§ 抜粋:
▼

総務省が毎年発表している「通信利用動向調査」によると、企業のテレワーク導入率は近年増加を続けています。2019年9月時点での導入率(全業種)は、20.2%でした。

その後、新型コロナウイルスの影響により働き方が大きく変わった2020年の就業者データを見てみましょう。内閣府が同年6月に発表した「新型コロナウイルス感染症の影響下における生活意識・行動の変化に関する調査」によると、テレワークを利用したことがある人の割合は全業種で34.6%の結果になりました。

業種別テレワーク実施状況

(出典:内閣府|新型コロナウイルス感染症の影響下における生活意識・行動の変化に関する調査

業種別の実施状況を見ると、実施率が最も高いのは「教育、学習支援業」の50.7%でした。一方で「医療・福祉・保育関係」は9.8%と、全業種のうち最も低い結果となりました。

医療福祉業界で普及が進んでいない要因としては、患者や利用者と接する業務が多いこと、個人情報などの外部持ち出しが難しい情報を扱っていること、書類の電子化が進んでいないことなどが挙げられます。

2.医療福祉業界におけるテレワーク

2-1.テレワーク導入が期待される背景


テレワーク導入率が低い医療福祉業界ですが、政府や自治体、業界の関係機関ではICTの活用やテレワークを取り入れた働き方の推進を始めています。

その背景のひとつには、ジョブメドレーのミッションでもある「医療福祉業界全体を通じた人材不足の解消」があります。とくに医療福祉業界では全産業の平均よりも高い有効求人倍率が続いており、慢性的な人材不足が課題となっています。テレワークが労働環境を改善する一助となり、人材の確保と定着につながることが期待されています。

2-2.テレワークができる業務・できない業務

テレワークは単に離れた場所で仕事をするだけではなく、“ICTを利用する”点が肝となります。とくに医療福祉業界はICT化が進んでいないとも言われますが、具体的にテレワークを導入できる業務、できない業務にはどのようなものがあるか見てみましょう。

テレワークができる業務の例

医療 ・一部の認められたオンライン診療
・オンライン上の健康相談や指導
・画像やビデオ解析が可能な業務
・電子カルテによる情報管理
介護 ・レセプト業務
・介護計画書の作成・評価
・利用者に関する記録書・報告書の作成
・利用者や利用者族との相談援助業務
保育 ・保育計画や保育記録、行事の企画書、掲示物・配布物などの資料作成
・教材や手作りおもちゃの準備・作成
・オンライン連絡帳の更新、保護者対応
共通 ・職員間の報告・連絡・相談
・職員会議、カンファレンスの実施
・管理・マネジメント業務
・労務関連の届け出・管理、稟議の申請・決済
・事務作業

テレワークができない業務の例

医療 ・医療的処置や診察などの直接患者と接する業務
・機材や医薬品などを扱う業務
介護 ・生活援助や身体介助などの直接支援が必要な業務
保育 ・子どもたちの直接保育全般
共通 ・清掃や備品・郵送物の管理などの施設の機能を維持する業務

テレワークが難しいと考えられる主な業務は、患者や利用者と直接接する必要があるものです。一方で、患者や利用者と必ずしも接する必要のない業務や、単独でおこなえる業務、職員間だけでおこなえる業務に関しては、オンライン上の連絡ツールや情報管理システムを導入することで、遠隔でも業務可能になるものが多そうです。

▲

§ 課題一覧:
1 - 医療福祉業界のテレワークに関する文章について、次の問いに答えよ。
(a) 2019年9月時点での企業のテレワーク導入率(全業種)は何%か。
(b) 業種別の実施状況で、実施率が最も高かった業種とその数値は何か。
(c) 保育でテレワークができない業務の例として挙げられているものは何か。
2 - 医療福祉業界のテレワークに関する文章から、「医療福祉業界で普及が進んでい」から「働き方の推進を始めています。」までを、その語句も含めて一字一句違えずに書き写せ。
3 - 医療福祉業界のテレワークに関する文章を、最後の文の後から書き進めよ。
次の行は、この文章とは別の出典から取ったものである。

§ 提供された行:
▼

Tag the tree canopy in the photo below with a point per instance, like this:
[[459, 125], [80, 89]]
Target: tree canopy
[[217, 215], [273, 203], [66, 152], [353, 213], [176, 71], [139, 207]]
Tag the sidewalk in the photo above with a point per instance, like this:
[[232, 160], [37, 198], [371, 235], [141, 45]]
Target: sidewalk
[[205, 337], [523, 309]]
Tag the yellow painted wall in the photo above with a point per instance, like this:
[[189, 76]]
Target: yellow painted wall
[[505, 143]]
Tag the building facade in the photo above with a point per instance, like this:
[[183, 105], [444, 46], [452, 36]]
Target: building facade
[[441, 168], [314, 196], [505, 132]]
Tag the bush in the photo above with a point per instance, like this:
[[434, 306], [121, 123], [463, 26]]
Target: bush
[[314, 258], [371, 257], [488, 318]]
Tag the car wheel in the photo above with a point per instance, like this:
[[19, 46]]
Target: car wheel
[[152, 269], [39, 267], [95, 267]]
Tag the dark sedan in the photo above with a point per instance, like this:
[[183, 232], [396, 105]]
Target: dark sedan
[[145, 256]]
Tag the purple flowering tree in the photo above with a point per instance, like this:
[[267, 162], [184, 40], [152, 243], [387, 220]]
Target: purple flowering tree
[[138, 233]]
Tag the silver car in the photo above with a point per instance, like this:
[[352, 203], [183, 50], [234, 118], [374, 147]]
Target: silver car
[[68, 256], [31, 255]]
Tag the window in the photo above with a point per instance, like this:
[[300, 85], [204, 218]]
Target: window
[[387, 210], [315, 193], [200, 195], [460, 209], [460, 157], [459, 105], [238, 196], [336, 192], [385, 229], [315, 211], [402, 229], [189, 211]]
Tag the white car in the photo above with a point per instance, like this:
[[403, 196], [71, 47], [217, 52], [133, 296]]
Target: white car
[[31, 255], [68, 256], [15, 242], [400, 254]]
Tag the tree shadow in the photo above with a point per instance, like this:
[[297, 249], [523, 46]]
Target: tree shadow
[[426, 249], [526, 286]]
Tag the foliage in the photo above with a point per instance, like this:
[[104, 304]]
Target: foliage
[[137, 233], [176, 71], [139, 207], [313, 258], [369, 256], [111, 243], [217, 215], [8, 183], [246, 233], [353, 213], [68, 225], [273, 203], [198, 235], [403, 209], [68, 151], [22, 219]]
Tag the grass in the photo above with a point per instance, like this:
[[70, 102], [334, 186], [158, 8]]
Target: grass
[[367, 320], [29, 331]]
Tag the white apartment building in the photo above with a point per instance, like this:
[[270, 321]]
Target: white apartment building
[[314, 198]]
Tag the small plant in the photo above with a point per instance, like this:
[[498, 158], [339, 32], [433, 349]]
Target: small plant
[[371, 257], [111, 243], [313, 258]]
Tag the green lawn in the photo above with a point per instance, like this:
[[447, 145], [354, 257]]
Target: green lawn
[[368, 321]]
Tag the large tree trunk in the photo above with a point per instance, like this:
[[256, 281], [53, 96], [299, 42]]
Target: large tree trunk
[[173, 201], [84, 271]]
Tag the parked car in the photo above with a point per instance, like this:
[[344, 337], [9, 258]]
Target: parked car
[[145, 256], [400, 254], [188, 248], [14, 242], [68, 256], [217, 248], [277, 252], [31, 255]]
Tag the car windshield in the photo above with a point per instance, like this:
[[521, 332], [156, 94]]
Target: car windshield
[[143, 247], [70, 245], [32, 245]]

▲

§ 課題別解答:
1 -
(a) 20.2%
(b) 「教育、学習支援業」の50.7%
(c) 子どもたちの直接保育全般

2 -
医療福祉業界で普及が進んでいない要因としては、患者や利用者と接する業務が多いこと、個人情報などの外部持ち出しが難しい情報を扱っていること、書類の電子化が進んでいないことなどが挙げられます。

2.医療福祉業界におけるテレワーク

2-1.テレワーク導入が期待される背景


テレワーク導入率が低い医療福祉業界ですが、政府や自治体、業界の関係機関ではICTの活用やテレワークを取り入れた働き方の推進を始めています。

3 -
※上記は一例であり、事業内容や職場環境によって実現できる業務・できない業務は異なります。

2-3.テレワークの導入事例

ここからは、実際にテレワークを導入したことで、従業員の労働環境の改善や事業全体でプラスの効果を得られた事例を紹介します(出典:東京都「TELEWORK活用ヒント 医療・福祉」)。

【病院】在宅勤務を導入し、放射線科の読影業務作業を効率化


学校法人兵庫医科大学では、育児中の放射線科医師の要望を受けて在宅勤務制度を開始しました。これまで1日約200件の読影業務を16名の医師で分担していましたが、在宅勤務の医師が集中して診断することで、内勤医師の負担軽減に成功。医師はキャリアを続けることができ、内勤医師は医療処置や研究などに時間を充てられるようになりました。

在宅勤務に必要なパソコンやモニター、セキュリティの高い回線は法人負担で用意。パソコンにはデータがローカル上に残らないように改造し、在宅勤務中のコミュニケーションは携帯電話でおこなっています。

【保育園】在宅勤務とICT化で現場の負担を軽減。子どもと触れ合う時間を最大限確保


東京都調布市にある飯野おやこ保育園では、在宅勤務制度を週に1回、3時間を目安に利用できます。在宅勤務は園内よりも作業に集中でき、書類作成や手遊びなどの下準備を効率的におこなうことで、現場の業務量軽減につながっています。

また連絡帳の作成や保護者連絡、写真販売などをシステム化することで、電話対応や手作業にかかる時間削減に成功。システム上の情報共有により引き継ぎや急ぎの対応もスムーズにおこなえるようになりました。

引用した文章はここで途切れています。